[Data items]

***

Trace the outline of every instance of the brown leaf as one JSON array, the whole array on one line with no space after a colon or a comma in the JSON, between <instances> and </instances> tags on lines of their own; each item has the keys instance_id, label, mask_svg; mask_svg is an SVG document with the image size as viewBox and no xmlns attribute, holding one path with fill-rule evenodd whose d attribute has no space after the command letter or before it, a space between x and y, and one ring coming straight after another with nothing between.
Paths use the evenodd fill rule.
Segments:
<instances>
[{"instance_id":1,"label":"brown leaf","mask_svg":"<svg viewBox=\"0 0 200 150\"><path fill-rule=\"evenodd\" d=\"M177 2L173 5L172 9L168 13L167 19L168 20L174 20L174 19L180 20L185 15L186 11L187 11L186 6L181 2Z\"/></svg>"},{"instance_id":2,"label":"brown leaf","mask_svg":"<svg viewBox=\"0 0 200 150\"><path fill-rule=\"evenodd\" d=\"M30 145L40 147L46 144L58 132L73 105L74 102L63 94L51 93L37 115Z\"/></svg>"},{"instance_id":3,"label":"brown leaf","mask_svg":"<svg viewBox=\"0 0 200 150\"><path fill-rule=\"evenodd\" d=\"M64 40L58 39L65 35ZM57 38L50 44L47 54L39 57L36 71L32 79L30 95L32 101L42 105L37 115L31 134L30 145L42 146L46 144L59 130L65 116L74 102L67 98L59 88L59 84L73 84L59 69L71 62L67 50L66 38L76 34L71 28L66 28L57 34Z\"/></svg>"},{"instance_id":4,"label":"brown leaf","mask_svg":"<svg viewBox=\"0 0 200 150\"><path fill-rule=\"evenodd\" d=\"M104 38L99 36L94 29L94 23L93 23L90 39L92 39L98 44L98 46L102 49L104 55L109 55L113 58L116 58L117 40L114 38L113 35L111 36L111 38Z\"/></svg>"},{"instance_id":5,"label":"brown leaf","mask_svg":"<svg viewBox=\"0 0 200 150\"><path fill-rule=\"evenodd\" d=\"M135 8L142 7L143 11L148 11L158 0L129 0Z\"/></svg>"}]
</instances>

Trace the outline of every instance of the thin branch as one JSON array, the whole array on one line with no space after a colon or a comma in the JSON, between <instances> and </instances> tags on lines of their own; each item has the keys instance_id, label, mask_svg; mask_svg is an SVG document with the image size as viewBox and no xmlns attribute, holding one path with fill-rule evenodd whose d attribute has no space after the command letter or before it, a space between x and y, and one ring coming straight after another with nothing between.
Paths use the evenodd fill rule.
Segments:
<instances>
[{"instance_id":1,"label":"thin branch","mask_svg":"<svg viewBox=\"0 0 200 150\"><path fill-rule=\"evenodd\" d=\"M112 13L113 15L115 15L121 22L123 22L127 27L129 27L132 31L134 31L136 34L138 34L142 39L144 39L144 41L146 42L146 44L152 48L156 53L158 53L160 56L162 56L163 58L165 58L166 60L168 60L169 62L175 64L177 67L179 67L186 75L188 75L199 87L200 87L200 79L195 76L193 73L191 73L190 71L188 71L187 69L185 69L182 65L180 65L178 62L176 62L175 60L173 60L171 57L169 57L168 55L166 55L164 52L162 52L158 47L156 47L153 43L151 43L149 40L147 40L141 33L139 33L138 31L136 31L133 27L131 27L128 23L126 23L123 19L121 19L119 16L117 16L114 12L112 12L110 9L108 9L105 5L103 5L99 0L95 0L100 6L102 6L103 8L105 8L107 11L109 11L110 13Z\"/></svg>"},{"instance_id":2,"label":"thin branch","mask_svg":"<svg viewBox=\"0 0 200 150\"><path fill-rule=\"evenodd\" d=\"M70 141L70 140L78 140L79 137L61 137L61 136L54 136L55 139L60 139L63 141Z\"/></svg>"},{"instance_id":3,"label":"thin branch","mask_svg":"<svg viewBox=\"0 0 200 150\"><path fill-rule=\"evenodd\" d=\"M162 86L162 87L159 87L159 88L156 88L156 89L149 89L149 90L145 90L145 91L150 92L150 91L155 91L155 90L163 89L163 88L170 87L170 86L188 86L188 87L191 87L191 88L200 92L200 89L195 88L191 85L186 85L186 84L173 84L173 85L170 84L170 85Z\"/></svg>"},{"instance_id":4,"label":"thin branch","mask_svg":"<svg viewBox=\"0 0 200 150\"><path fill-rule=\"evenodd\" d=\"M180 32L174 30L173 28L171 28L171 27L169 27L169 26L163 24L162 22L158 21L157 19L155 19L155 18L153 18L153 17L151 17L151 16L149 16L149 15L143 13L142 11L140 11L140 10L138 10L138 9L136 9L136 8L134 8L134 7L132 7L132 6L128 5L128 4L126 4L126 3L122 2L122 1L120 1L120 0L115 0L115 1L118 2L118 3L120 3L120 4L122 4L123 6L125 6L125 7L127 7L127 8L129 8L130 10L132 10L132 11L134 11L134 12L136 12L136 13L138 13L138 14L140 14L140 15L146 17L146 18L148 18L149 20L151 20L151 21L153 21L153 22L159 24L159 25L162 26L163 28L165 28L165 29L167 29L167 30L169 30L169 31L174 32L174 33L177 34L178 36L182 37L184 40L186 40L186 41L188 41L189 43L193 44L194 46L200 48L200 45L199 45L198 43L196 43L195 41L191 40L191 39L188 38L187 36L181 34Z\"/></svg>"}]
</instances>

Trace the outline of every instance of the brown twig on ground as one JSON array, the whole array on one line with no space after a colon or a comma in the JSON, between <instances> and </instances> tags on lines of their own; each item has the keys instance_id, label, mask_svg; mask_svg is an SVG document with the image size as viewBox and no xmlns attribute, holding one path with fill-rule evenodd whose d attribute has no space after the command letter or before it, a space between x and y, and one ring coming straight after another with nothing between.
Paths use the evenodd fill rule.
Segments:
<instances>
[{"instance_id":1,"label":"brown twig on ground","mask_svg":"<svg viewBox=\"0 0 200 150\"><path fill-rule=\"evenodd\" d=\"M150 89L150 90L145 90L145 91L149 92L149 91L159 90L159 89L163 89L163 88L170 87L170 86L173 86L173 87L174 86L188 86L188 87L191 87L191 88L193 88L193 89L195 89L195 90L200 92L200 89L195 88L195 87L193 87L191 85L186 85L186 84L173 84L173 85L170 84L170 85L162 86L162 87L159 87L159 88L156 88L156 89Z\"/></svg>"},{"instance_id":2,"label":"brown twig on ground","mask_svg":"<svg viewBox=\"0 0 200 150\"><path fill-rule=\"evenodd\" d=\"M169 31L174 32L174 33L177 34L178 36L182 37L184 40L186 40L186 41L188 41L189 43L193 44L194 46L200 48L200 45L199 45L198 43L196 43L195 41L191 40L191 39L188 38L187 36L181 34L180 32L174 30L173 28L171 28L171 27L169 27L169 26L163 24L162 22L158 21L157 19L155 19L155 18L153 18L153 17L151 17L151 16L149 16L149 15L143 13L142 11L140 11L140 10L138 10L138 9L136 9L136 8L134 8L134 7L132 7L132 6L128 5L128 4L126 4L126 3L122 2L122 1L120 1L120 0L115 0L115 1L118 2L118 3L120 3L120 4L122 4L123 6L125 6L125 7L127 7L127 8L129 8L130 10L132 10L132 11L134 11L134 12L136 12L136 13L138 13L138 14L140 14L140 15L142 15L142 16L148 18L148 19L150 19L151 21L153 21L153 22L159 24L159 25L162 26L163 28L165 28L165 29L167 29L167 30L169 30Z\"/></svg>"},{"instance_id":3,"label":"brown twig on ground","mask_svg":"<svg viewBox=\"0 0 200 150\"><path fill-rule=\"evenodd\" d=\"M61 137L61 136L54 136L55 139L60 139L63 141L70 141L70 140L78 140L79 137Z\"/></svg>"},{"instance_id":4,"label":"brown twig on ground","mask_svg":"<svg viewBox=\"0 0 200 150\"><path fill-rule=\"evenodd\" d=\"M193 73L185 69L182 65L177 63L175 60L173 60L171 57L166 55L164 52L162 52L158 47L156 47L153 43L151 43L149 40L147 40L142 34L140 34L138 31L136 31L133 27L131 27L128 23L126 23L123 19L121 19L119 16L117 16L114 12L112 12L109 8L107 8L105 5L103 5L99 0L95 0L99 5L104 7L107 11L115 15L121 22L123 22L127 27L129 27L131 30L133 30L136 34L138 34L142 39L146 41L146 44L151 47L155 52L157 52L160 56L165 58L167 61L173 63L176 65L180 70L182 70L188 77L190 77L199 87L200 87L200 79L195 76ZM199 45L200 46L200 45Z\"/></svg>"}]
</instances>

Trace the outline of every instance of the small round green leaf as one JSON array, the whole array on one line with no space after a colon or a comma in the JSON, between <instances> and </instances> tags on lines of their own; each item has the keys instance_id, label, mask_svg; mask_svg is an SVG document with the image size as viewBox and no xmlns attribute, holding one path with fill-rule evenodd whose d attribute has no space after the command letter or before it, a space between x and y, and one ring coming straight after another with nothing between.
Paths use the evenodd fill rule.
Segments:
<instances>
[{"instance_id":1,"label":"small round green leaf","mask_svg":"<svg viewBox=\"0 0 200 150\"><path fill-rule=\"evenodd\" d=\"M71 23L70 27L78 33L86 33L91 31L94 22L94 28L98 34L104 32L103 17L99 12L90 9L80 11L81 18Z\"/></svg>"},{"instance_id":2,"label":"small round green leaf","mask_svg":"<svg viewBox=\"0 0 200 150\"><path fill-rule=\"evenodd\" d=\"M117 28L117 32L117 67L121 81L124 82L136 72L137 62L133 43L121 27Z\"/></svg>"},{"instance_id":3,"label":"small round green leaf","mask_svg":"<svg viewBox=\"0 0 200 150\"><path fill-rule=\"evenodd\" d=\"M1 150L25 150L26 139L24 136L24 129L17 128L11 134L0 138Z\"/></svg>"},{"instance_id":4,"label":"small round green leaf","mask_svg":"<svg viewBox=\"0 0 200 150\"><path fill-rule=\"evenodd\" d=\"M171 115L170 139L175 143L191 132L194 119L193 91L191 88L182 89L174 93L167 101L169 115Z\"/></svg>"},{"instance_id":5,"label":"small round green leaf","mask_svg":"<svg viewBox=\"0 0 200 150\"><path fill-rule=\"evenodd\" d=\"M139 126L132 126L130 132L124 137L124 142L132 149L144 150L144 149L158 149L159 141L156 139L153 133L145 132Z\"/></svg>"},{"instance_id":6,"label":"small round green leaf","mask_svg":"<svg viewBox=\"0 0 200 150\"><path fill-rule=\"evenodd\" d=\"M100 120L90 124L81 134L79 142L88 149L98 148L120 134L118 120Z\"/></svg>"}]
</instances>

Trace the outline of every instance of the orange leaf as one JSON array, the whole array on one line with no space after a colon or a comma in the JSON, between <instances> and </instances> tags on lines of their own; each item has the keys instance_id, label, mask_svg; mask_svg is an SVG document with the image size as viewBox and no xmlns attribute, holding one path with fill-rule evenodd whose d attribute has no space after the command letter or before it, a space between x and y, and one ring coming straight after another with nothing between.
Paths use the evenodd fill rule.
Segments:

***

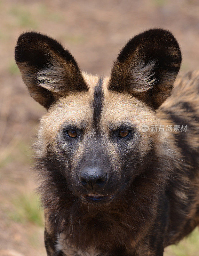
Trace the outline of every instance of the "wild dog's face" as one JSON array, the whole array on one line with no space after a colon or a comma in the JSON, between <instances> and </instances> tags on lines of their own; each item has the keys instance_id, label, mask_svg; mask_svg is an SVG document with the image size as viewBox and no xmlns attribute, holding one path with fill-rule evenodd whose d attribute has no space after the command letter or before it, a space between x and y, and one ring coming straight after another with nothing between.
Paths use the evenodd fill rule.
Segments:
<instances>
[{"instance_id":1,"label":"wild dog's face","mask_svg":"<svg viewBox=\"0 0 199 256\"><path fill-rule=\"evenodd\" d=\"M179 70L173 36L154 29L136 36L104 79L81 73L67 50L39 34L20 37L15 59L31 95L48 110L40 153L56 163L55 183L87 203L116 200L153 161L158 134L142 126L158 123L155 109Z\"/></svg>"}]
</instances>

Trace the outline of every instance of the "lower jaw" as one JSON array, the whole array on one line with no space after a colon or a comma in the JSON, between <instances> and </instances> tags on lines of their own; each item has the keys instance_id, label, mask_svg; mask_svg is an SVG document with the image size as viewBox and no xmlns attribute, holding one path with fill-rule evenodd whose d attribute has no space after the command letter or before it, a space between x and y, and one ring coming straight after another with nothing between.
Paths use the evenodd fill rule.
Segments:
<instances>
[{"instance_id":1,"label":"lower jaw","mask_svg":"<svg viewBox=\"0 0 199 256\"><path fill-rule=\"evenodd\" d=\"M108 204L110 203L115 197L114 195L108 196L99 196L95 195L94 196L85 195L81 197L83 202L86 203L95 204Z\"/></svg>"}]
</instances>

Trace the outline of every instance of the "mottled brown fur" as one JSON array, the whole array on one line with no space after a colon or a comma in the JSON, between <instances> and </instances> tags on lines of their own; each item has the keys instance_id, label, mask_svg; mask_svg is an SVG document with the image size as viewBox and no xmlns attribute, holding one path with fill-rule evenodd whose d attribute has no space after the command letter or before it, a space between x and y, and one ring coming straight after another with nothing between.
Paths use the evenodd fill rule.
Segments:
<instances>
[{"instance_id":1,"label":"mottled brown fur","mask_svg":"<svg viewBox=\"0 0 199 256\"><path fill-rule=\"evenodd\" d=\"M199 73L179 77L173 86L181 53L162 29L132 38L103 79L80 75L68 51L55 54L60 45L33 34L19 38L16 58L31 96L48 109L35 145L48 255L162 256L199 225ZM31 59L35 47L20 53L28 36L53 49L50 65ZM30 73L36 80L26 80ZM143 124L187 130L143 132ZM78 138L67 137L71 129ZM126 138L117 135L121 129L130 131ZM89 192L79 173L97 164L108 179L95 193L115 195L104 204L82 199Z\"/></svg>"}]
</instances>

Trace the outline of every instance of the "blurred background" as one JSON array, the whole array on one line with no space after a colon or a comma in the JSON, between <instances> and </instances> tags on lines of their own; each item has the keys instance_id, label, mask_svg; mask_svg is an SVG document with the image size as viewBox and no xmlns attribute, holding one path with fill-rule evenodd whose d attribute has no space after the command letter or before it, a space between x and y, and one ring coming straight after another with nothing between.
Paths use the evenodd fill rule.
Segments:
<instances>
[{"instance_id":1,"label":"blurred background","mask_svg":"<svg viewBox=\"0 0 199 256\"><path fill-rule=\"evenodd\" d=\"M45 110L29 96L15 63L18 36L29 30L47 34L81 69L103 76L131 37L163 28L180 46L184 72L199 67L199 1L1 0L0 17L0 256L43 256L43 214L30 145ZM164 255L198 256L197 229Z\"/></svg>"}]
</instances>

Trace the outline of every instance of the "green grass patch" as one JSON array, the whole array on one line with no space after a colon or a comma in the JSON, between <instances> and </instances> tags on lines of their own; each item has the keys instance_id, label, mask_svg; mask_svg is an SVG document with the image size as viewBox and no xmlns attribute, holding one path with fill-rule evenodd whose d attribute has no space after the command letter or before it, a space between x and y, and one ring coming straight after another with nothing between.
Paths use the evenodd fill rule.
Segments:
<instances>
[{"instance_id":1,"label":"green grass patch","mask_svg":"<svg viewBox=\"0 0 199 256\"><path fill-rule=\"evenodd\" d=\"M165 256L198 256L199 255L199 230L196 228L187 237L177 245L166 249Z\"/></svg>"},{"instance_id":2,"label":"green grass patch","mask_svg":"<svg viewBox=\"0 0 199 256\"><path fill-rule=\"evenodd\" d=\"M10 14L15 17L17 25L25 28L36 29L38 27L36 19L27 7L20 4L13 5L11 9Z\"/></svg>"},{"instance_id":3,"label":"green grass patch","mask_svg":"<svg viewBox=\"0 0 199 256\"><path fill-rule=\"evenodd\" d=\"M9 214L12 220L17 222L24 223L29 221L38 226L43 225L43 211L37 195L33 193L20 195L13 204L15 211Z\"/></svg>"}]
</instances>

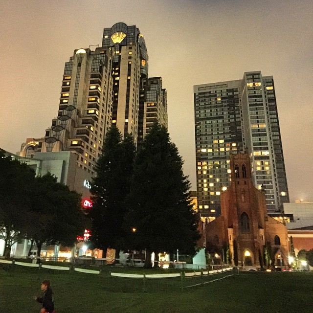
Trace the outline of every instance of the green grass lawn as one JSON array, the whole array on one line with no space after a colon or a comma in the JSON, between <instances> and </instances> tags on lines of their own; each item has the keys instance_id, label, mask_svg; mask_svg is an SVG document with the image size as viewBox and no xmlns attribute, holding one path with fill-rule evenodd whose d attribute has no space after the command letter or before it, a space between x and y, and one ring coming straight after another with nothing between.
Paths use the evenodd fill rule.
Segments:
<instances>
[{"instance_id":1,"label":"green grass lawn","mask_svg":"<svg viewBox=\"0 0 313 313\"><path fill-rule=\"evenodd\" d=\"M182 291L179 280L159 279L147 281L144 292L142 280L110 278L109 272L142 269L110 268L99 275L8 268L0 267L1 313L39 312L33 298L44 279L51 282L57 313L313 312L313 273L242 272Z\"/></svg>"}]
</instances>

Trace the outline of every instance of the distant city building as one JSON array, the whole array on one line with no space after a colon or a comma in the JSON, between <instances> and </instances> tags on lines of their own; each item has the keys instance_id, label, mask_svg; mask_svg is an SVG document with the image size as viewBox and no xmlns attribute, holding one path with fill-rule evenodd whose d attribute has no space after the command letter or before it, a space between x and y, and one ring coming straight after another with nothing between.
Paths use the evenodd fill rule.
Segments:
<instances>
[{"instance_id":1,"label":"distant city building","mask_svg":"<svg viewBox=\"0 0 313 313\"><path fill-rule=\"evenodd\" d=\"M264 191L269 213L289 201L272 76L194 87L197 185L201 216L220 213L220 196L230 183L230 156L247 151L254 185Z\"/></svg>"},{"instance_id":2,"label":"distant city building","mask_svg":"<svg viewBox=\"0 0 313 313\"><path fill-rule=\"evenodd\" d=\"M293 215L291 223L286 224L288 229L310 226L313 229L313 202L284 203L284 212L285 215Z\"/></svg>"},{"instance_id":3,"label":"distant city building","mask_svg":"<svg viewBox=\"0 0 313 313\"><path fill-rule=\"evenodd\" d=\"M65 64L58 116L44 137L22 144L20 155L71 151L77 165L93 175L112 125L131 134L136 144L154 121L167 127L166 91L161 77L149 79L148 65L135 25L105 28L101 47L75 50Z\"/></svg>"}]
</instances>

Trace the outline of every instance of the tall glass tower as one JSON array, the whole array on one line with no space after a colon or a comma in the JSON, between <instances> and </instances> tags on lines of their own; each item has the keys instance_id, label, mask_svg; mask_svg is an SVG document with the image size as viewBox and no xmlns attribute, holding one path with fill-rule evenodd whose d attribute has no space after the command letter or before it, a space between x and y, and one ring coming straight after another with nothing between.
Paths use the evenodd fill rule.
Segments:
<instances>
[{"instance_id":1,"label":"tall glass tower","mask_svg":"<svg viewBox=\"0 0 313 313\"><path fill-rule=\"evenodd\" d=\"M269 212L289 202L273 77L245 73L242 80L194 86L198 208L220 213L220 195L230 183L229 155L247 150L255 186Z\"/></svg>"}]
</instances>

***

Find each line in the data above that contains the string "lower", and copy every one of those lines in full.

#### RESPONSE FOR THIS EXERCISE
Trace the outline of every instance of the "lower jaw" as one JSON array, the whole array on one line with no space after a colon or a comma in the JSON, between <instances> and </instances> tags on lines of their own; each item has the keys instance_id, label, mask_svg; mask_svg is an SVG document with the image size as viewBox and no xmlns attribute, holding one path with fill-rule evenodd whose d attribute has no space after the command letter or before it, a space between x and y, and one ring coming straight after another with nothing between.
[{"instance_id":1,"label":"lower jaw","mask_svg":"<svg viewBox=\"0 0 199 256\"><path fill-rule=\"evenodd\" d=\"M108 204L110 203L115 197L114 195L108 196L99 196L95 195L94 196L85 195L81 197L83 202L86 203L95 204Z\"/></svg>"}]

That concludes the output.